Aim:
Reproduce each of the entries below word for word, keeping them in the same order.

Given entries:
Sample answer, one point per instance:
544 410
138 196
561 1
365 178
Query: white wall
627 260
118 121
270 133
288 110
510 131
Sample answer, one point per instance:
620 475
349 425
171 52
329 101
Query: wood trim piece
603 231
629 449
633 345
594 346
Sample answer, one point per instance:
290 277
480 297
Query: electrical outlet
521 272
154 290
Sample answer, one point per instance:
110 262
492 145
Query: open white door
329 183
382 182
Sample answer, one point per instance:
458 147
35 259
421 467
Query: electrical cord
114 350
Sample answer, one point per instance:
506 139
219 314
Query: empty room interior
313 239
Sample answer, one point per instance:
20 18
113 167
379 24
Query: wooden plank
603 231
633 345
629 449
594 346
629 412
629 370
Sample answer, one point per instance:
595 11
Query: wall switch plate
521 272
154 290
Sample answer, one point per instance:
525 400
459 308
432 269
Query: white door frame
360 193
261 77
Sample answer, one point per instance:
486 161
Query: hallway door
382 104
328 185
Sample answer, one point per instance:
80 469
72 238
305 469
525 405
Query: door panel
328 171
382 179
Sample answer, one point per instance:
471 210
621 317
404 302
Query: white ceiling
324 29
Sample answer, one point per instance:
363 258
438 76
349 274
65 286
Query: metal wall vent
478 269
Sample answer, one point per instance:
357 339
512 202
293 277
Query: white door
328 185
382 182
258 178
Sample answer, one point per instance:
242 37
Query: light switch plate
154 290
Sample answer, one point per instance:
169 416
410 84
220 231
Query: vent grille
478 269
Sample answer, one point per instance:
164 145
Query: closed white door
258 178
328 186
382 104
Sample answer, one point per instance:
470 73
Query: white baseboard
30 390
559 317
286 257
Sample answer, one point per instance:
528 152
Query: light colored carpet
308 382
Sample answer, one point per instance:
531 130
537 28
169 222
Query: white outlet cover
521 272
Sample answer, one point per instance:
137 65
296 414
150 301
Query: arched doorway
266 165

Reply:
Sample answer, one point per instance:
544 410
138 196
561 1
365 178
Query: white wall
627 260
118 121
270 133
288 110
510 131
Sample answer, one point per instance:
620 475
349 425
171 52
329 101
Query: wood trim piece
603 231
629 449
633 345
594 346
Sample answer, one point per instance:
290 277
480 297
Query: electrical outlet
521 272
154 290
Sample answer, one point per instance:
110 262
492 145
Query: open white door
329 183
382 182
Sample answer, one point per instance:
458 147
35 259
421 467
Query: electrical cord
114 350
Sample answer, one point per instance:
506 139
219 314
Query: empty room interior
313 239
Sample answer, one point per instance:
20 18
113 167
379 24
Query: wooden plank
603 231
633 345
629 449
594 346
629 412
629 370
Sample answer, one point per instance:
595 11
Query: wall switch plate
521 272
154 290
Sample answer, one point per instance:
525 400
459 308
432 269
Query: white door frame
360 193
261 77
Sample answer, one point per instance:
486 161
Query: hallway door
382 104
328 185
Sample answer, one point per instance:
80 469
72 238
305 469
525 405
Query: door panel
328 171
382 179
Sample answer, one point per instance:
471 210
621 317
404 302
Query: white ceiling
324 29
Sample answer, one point per instance:
363 258
438 76
349 274
65 286
Query: metal wall vent
478 269
Sample answer, one point per instance:
357 339
512 202
293 277
Query: white door
328 185
382 182
258 178
Sample answer, one point per instance:
242 37
Query: light switch plate
154 290
Sample answer, one point per instance:
169 416
410 84
220 231
Query: vent grille
478 269
Sample answer, one point per instance:
164 145
Query: closed white door
258 178
328 186
382 104
Sample answer, one point per instance:
470 73
Query: white baseboard
30 390
559 317
286 257
Sample answer, one point per instance:
528 152
Query: light colored carpet
308 382
Sample answer, one point per instance:
531 130
537 28
169 222
Query: white outlet cover
521 272
Sample answer, one point per instance:
137 65
296 414
150 301
Query: arched doorway
266 165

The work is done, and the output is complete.